Start of Excerpt provided

8. Aggrieved with the same, the Revenue is in appeal before us. In the grounds, it is argued that voluntary contributions of both corpus and general donations received by a trust constitutes income as defined u/s.2(24)(iia) of the Act and no such exemption is available to such contributions in the absence of any such expressly provided exemption giving provisions like clause (d) of section 11(1) of the Act is available to the registered trust u/s.12A/12AAof the Act. Revenue has objection, the way the CIT(A) relied on the Delhi High Court judgment in the case of Basantidevi and Chakan Lal Garg Education Trust (supra) and others. Regarding the jurisdictional High Court judgment in the cases of R.B. Shriram Religious and Charitable Trust (supra) the Trustees of Kasturbai Scindia Commission Trust (supra), Ld. DR for the Revenue submitted that these are the Trusts with registration u/s.12 of the Act. The assessment years involves in these cases are prior to A.Y. 19721973 and earlier.

9. Further, Ld. DR for the Revenue submitted that the order of CIT(A) is required to be reversed as the CIT(A) ignored the fact of absence of any such exemption-providing-provisions like clause (d) of section 11 of the Act in the definition of 2(24)(iia) of the Act for the cases like the present assessee. Ld. DR for the Revenue reasoned that if voluntary contributions to contributions of the trust are not to be taxed as income, the definition of income would have been accordingly worded on par with the section 11(1)(d) of the Act. He also filed the written submissions in this regard explaining the provisions of section 2(24)(iia) of the Act not providing for exclusion of the corpus donations or corpus specific voluntary contributions from the definition of the scope of “income”. In his written submissions, CIT(A) discussed various decisions and the relevant written submissions from Para Nos. 7.1 to 8 are extracted as under :

“7.1. The reliance was placed on the judgment of the Bombay High Court In the case of CIT Vs. Trustees of Kasturbhai Sindhia reported in [1991] 189 ITR 5 in which it held that the donation specifically towards corpus of the donee trust would not constitute income in the hands of the donee trust based on the reading of sec. 12(2) and sec.11 of the IT.Act. This decision was based on its earlier judgment in the case of trustees of Khilachand Devchand Foundation Vs CIT reported in [1998] 172 ITR 382. It is seen from the judgment that the assessment years involved were 1969-70,71-72 and 72-73. These assessment years were prior to the introduction of clause 2(24)(iia). Further, the decision was based on the reading of the then section 12(2) r.w.s.11 of the IT.Act. The appellant case is not covered by sec.11 and 12 of the IT.Act as it is not a registered u/s s 12A of the IT.Act. Therefore, this decision is otherwise also not applicable to the facts of the appellant’s case.

End of Excerpt provided
Start of Information

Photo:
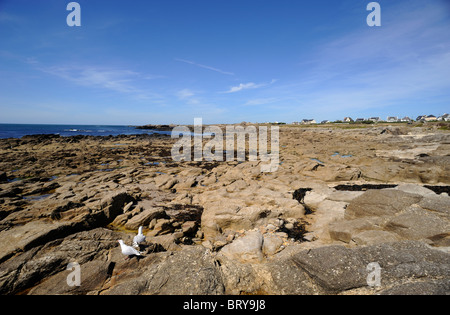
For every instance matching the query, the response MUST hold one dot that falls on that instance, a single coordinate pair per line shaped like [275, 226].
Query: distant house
[430, 118]
[421, 118]
[445, 117]
[392, 119]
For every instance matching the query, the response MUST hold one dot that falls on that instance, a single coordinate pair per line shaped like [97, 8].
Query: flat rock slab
[380, 203]
[24, 237]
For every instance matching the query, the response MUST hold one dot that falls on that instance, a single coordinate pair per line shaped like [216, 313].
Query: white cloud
[117, 80]
[204, 66]
[246, 86]
[184, 94]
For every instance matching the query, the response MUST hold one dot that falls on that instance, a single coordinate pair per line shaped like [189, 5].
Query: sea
[20, 130]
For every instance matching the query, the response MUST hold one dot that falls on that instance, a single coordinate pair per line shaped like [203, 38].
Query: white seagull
[139, 238]
[128, 250]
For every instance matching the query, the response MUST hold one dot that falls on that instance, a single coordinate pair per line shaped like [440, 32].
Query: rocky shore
[340, 200]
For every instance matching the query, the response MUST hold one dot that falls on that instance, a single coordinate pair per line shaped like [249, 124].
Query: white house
[445, 117]
[392, 119]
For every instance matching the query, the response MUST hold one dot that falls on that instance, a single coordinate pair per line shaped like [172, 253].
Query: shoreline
[222, 222]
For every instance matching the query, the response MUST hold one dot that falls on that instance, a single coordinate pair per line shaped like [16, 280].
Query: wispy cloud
[204, 66]
[184, 94]
[246, 86]
[117, 80]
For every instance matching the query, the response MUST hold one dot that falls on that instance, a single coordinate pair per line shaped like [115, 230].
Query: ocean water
[20, 130]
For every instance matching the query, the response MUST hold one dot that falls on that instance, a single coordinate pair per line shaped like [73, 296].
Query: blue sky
[141, 62]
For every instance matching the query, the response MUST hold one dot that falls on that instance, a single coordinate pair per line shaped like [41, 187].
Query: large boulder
[245, 249]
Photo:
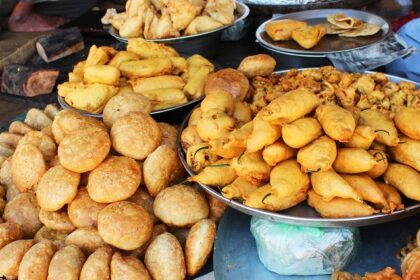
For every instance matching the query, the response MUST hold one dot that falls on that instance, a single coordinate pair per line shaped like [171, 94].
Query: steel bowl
[302, 214]
[204, 43]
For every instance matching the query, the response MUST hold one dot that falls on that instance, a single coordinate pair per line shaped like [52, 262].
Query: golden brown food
[407, 152]
[124, 103]
[277, 152]
[128, 267]
[338, 207]
[27, 166]
[136, 135]
[66, 263]
[386, 133]
[328, 184]
[318, 156]
[115, 179]
[161, 168]
[23, 210]
[229, 80]
[353, 160]
[407, 121]
[290, 106]
[125, 225]
[180, 206]
[338, 123]
[83, 151]
[11, 256]
[301, 132]
[9, 232]
[87, 239]
[199, 245]
[56, 220]
[35, 262]
[405, 179]
[165, 259]
[282, 29]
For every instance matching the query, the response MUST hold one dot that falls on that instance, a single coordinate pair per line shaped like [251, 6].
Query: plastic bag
[297, 250]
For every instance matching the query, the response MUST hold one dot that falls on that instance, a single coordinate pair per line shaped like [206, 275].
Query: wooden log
[60, 44]
[28, 81]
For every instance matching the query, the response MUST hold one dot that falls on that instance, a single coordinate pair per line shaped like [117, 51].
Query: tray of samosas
[147, 75]
[319, 32]
[316, 147]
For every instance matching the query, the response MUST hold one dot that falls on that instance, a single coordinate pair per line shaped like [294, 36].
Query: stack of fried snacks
[154, 72]
[345, 161]
[159, 19]
[72, 209]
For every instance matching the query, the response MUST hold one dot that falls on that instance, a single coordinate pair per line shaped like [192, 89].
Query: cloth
[371, 57]
[408, 67]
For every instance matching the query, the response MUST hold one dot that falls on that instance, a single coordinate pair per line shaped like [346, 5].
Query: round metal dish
[302, 214]
[203, 43]
[329, 43]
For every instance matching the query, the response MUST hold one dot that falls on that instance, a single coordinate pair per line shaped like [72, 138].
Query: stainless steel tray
[302, 214]
[329, 43]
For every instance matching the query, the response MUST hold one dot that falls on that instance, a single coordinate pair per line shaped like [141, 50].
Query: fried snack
[87, 239]
[148, 49]
[392, 196]
[180, 206]
[128, 267]
[214, 124]
[290, 106]
[9, 232]
[88, 97]
[257, 65]
[135, 135]
[56, 220]
[362, 137]
[308, 37]
[220, 173]
[11, 256]
[318, 156]
[199, 245]
[57, 188]
[97, 265]
[23, 210]
[407, 121]
[37, 119]
[27, 166]
[34, 264]
[386, 133]
[66, 263]
[329, 185]
[252, 167]
[125, 225]
[279, 30]
[198, 156]
[381, 164]
[405, 179]
[165, 259]
[83, 211]
[338, 123]
[353, 161]
[407, 152]
[220, 100]
[264, 133]
[161, 168]
[367, 190]
[301, 132]
[277, 152]
[115, 179]
[229, 80]
[169, 135]
[338, 207]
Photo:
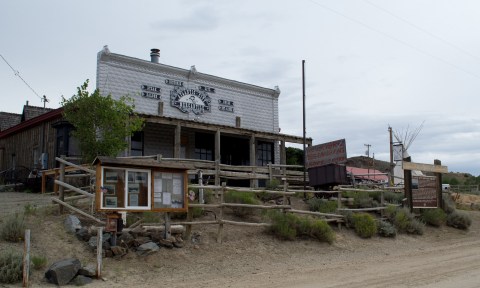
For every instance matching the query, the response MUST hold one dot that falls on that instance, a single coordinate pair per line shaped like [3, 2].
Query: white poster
[167, 198]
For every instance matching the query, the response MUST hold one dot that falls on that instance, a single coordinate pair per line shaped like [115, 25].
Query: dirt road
[442, 257]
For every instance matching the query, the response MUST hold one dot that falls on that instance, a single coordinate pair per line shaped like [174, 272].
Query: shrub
[434, 217]
[241, 198]
[459, 220]
[362, 200]
[365, 225]
[448, 204]
[288, 226]
[11, 267]
[283, 225]
[39, 262]
[322, 205]
[415, 227]
[386, 229]
[13, 228]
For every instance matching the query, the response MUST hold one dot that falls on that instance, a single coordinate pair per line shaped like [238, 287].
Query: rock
[118, 251]
[140, 241]
[126, 238]
[90, 270]
[62, 272]
[72, 224]
[81, 280]
[165, 243]
[83, 234]
[147, 249]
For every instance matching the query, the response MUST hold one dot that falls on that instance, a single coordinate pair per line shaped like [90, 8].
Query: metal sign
[424, 192]
[327, 153]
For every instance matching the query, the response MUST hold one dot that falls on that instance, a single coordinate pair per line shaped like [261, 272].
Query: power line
[422, 30]
[396, 39]
[43, 99]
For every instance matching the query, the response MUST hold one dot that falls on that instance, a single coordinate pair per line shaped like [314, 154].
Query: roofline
[57, 113]
[105, 57]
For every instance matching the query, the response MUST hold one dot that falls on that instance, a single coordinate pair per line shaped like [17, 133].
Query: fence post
[99, 252]
[62, 179]
[26, 259]
[220, 218]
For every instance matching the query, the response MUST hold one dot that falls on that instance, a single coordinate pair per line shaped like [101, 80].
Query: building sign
[151, 92]
[206, 89]
[225, 105]
[424, 191]
[190, 100]
[327, 153]
[174, 82]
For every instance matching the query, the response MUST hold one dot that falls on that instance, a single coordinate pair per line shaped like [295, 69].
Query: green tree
[101, 123]
[294, 156]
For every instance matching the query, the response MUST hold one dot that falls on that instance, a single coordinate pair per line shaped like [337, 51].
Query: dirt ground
[248, 257]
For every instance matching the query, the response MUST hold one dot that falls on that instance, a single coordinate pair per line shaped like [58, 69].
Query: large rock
[63, 271]
[81, 280]
[72, 224]
[147, 248]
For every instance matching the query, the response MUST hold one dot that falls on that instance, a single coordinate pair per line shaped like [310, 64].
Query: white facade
[154, 86]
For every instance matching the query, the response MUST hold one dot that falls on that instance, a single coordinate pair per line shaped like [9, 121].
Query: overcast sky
[369, 63]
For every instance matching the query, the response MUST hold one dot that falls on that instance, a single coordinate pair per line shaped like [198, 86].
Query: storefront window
[118, 193]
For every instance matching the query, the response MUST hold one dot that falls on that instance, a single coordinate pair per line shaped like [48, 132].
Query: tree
[101, 123]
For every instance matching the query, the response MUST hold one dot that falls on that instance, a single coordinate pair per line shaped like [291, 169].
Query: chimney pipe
[155, 55]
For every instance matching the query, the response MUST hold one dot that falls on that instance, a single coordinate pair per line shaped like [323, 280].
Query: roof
[53, 114]
[8, 120]
[30, 112]
[141, 162]
[368, 174]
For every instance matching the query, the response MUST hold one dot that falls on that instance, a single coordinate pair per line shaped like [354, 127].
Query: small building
[194, 115]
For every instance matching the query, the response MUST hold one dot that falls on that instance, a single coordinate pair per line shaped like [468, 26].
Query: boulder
[90, 270]
[72, 224]
[62, 272]
[147, 249]
[81, 280]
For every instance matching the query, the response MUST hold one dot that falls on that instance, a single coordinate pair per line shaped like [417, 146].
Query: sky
[369, 64]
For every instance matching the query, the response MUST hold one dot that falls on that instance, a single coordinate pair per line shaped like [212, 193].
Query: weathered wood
[73, 188]
[256, 206]
[363, 209]
[175, 229]
[424, 167]
[244, 223]
[26, 259]
[58, 201]
[316, 213]
[99, 252]
[78, 167]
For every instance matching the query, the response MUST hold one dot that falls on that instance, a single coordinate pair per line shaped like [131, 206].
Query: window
[204, 144]
[136, 143]
[125, 188]
[264, 153]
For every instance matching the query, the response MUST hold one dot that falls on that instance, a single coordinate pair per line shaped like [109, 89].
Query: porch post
[176, 148]
[253, 162]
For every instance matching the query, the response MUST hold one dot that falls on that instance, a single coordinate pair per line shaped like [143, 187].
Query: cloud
[194, 21]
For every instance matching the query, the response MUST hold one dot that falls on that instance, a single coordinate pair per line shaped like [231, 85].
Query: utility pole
[304, 132]
[391, 156]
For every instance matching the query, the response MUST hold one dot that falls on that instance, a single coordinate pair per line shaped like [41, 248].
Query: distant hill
[367, 162]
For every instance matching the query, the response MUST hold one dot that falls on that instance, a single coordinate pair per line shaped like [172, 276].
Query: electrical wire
[397, 39]
[44, 98]
[422, 30]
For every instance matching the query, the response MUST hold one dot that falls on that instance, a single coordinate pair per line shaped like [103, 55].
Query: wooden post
[407, 179]
[167, 225]
[99, 252]
[220, 216]
[26, 259]
[188, 229]
[61, 188]
[438, 177]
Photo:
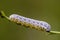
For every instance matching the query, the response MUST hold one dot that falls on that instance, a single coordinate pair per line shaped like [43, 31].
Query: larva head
[46, 26]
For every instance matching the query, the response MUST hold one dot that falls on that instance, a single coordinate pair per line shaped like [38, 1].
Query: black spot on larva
[29, 20]
[24, 19]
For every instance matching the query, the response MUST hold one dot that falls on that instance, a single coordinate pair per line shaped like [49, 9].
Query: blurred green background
[46, 10]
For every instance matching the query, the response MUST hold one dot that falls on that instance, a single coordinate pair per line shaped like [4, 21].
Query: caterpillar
[30, 23]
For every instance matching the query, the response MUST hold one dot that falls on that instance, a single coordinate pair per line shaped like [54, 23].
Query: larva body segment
[39, 25]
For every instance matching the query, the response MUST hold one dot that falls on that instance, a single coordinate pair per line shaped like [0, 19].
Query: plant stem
[2, 14]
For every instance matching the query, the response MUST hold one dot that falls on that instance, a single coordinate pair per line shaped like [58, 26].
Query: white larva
[39, 25]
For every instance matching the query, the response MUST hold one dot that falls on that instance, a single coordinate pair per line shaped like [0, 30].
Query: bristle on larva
[30, 23]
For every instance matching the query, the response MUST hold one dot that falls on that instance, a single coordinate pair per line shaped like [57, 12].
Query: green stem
[54, 32]
[2, 14]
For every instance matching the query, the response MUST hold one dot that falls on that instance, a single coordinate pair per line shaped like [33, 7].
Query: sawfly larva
[30, 23]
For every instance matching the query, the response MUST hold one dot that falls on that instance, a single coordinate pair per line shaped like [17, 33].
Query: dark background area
[45, 10]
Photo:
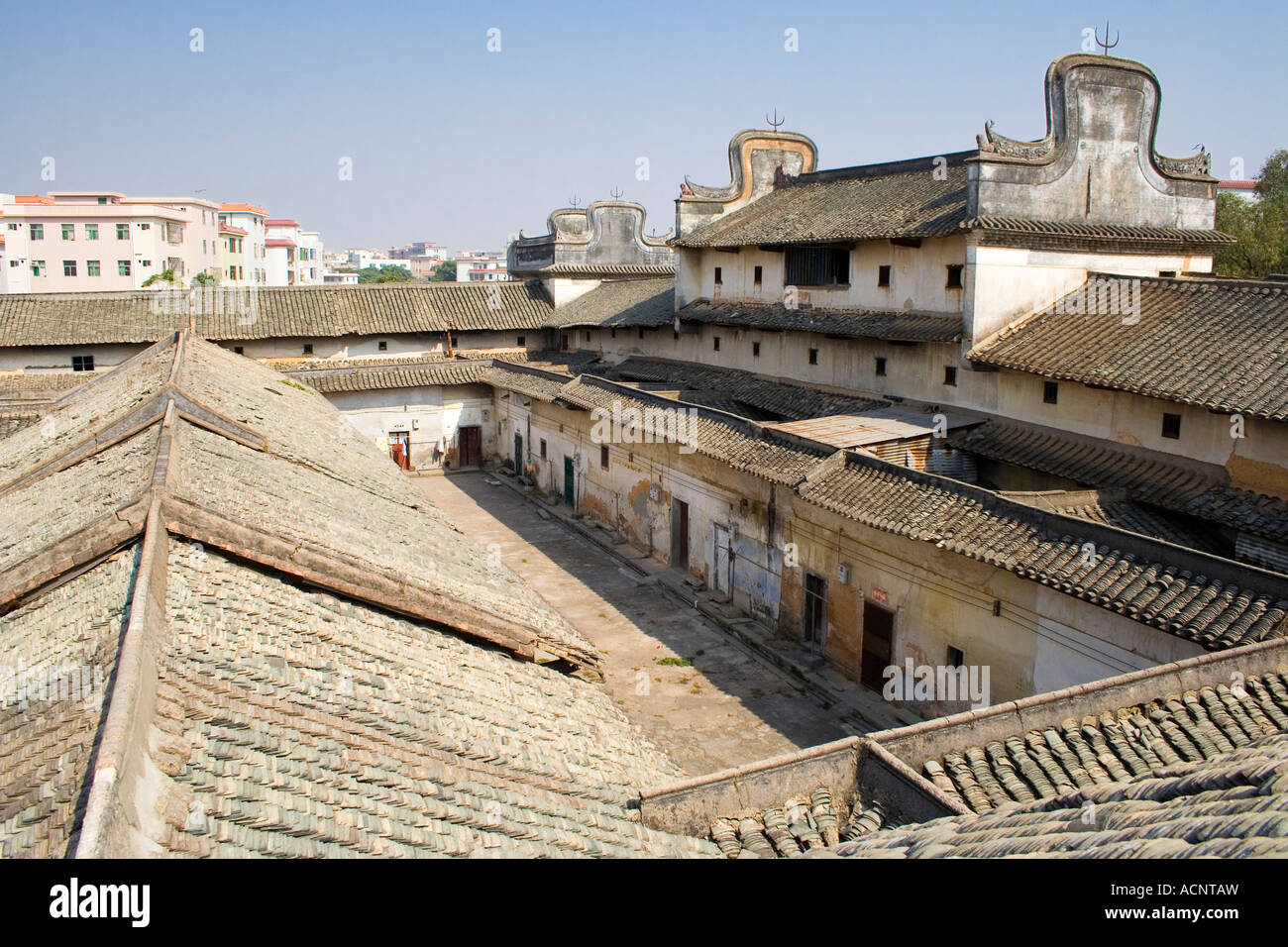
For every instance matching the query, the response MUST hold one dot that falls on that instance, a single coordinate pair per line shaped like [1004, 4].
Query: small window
[816, 265]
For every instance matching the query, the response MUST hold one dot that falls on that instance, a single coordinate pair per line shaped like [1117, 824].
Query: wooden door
[877, 634]
[720, 561]
[814, 621]
[472, 446]
[679, 534]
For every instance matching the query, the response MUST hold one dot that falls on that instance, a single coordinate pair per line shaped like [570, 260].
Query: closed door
[877, 633]
[720, 561]
[472, 446]
[399, 449]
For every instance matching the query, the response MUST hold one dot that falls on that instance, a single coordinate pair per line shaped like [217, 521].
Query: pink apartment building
[77, 241]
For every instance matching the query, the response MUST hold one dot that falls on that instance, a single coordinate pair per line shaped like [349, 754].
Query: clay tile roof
[1227, 343]
[1211, 600]
[894, 325]
[245, 208]
[632, 303]
[1149, 476]
[750, 394]
[267, 313]
[330, 668]
[876, 201]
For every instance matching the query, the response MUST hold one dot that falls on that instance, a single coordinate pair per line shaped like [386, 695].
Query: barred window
[818, 265]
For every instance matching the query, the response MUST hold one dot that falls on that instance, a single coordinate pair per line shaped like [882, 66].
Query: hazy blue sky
[462, 146]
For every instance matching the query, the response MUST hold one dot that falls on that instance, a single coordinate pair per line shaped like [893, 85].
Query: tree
[163, 275]
[1260, 227]
[384, 274]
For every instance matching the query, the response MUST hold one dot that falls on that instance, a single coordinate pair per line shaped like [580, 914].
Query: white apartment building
[77, 241]
[481, 266]
[309, 257]
[244, 260]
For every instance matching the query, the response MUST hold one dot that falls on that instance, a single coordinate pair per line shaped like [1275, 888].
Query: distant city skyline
[452, 144]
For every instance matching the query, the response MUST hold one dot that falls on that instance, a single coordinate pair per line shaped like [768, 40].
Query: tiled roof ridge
[167, 403]
[1115, 547]
[883, 169]
[1055, 523]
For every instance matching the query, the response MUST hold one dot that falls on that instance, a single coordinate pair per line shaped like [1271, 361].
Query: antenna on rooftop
[1107, 46]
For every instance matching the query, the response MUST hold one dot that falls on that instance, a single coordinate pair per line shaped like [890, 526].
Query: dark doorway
[399, 449]
[681, 534]
[472, 446]
[877, 633]
[814, 622]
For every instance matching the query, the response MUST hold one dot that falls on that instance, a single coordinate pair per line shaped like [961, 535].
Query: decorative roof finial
[1107, 46]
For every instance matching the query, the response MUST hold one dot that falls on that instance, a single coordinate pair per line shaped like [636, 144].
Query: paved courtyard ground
[728, 706]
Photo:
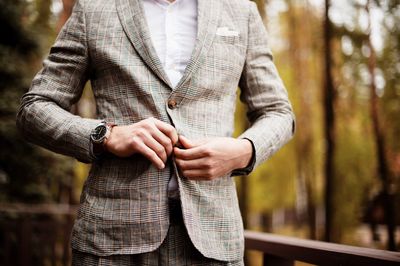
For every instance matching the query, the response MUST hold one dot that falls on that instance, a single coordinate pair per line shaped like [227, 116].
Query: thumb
[186, 143]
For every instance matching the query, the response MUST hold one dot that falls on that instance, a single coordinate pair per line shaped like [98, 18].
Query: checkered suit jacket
[124, 201]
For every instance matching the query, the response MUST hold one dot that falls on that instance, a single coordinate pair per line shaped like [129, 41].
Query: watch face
[99, 133]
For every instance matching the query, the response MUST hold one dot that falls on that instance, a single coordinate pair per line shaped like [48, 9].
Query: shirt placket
[172, 53]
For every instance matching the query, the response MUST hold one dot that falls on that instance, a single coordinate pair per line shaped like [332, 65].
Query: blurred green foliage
[27, 172]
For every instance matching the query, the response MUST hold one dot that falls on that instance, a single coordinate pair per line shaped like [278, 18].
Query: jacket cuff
[249, 168]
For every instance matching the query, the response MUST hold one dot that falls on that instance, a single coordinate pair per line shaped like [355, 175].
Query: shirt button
[172, 104]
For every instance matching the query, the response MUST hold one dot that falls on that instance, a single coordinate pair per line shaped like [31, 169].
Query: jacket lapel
[208, 14]
[133, 20]
[132, 17]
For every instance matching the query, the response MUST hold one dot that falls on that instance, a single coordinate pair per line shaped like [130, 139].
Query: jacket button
[172, 104]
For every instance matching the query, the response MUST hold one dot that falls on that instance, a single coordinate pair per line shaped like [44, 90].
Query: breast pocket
[226, 55]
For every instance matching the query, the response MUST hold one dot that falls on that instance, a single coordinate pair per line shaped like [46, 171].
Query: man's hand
[211, 158]
[152, 138]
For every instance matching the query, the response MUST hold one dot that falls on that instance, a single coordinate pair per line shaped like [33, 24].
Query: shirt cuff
[249, 168]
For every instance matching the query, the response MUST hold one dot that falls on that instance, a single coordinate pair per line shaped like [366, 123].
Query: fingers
[185, 142]
[193, 153]
[184, 165]
[140, 146]
[155, 145]
[199, 174]
[168, 130]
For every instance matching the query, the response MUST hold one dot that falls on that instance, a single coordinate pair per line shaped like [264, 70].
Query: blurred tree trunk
[379, 134]
[329, 114]
[299, 38]
[65, 13]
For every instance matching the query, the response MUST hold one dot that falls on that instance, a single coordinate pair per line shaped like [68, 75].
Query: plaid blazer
[124, 206]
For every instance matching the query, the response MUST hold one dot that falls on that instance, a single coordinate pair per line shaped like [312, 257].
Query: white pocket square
[225, 31]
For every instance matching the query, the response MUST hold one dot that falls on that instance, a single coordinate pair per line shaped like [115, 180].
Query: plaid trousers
[176, 249]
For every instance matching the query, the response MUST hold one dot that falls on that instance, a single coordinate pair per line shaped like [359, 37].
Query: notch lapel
[133, 20]
[208, 13]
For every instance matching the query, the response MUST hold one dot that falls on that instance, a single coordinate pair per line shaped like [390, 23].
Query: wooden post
[270, 260]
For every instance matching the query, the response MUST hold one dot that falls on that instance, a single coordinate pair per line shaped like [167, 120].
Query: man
[164, 75]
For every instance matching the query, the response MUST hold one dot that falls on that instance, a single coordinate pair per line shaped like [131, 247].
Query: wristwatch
[101, 132]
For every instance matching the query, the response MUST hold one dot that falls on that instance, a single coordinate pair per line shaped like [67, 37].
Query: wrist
[246, 153]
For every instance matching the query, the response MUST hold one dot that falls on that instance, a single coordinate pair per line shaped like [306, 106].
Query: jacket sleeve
[43, 117]
[269, 112]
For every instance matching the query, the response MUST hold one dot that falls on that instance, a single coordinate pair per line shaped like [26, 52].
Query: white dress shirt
[173, 31]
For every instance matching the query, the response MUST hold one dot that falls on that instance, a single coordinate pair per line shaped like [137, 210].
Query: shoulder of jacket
[93, 5]
[238, 5]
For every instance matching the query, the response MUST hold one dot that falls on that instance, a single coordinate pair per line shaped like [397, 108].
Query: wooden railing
[50, 227]
[284, 251]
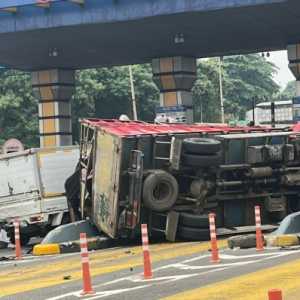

End of Information

Exercise requirements —
(a) According to the tax appeal excerpt, which assessment years were involved in the Bombay High Court case of CIT Vs. Trustees of Kasturbhai Sindhia?
(b) Translate this sentence from the tax appeal excerpt into Spanish: "These assessment years were prior to the introduction of clause 2(24)(iia)."
The data entries stand apart from the tax appeal excerpt and are separate material.

Task-by-task results —
(a) 1969-70, 71-72 and 72-73.

(b) Estos años de liquidación fueron anteriores a la introducción de la cláusula 2(24)(iia).